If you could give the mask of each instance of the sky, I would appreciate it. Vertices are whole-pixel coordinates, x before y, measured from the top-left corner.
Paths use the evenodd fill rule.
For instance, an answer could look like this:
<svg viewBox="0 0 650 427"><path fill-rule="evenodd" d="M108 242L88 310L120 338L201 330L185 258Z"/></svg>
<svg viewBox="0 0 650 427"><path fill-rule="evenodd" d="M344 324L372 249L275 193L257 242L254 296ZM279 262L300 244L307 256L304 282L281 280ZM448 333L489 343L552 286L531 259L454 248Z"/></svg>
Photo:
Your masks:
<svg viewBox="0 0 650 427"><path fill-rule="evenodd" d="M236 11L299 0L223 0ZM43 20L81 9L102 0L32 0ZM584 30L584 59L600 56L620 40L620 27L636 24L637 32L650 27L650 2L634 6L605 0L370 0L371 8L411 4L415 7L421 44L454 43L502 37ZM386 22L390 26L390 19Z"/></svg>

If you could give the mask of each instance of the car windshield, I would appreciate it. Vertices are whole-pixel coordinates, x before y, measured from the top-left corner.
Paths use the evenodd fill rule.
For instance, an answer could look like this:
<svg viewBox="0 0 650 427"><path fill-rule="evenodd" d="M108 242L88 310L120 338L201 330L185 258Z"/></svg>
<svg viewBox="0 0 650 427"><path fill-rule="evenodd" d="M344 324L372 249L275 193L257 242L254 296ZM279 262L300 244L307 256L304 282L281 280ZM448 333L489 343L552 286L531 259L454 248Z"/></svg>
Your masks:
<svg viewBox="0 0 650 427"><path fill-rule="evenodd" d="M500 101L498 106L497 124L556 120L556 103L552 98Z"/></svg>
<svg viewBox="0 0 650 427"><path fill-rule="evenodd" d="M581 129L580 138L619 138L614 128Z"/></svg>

------------------------------------------------

→ **What you need to do**: Show, from the records above, every line that includes "pixel".

→ **Exercise solution**:
If you could give the mask of each instance of the sky, I would appreciate it. Vertices are whole-pixel coordinates, x before y, measured from the top-left corner.
If you could give the mask of each instance of the car windshield, I would appreciate it. Vertices are whole-pixel coordinates, x before y, measured from the top-left corner.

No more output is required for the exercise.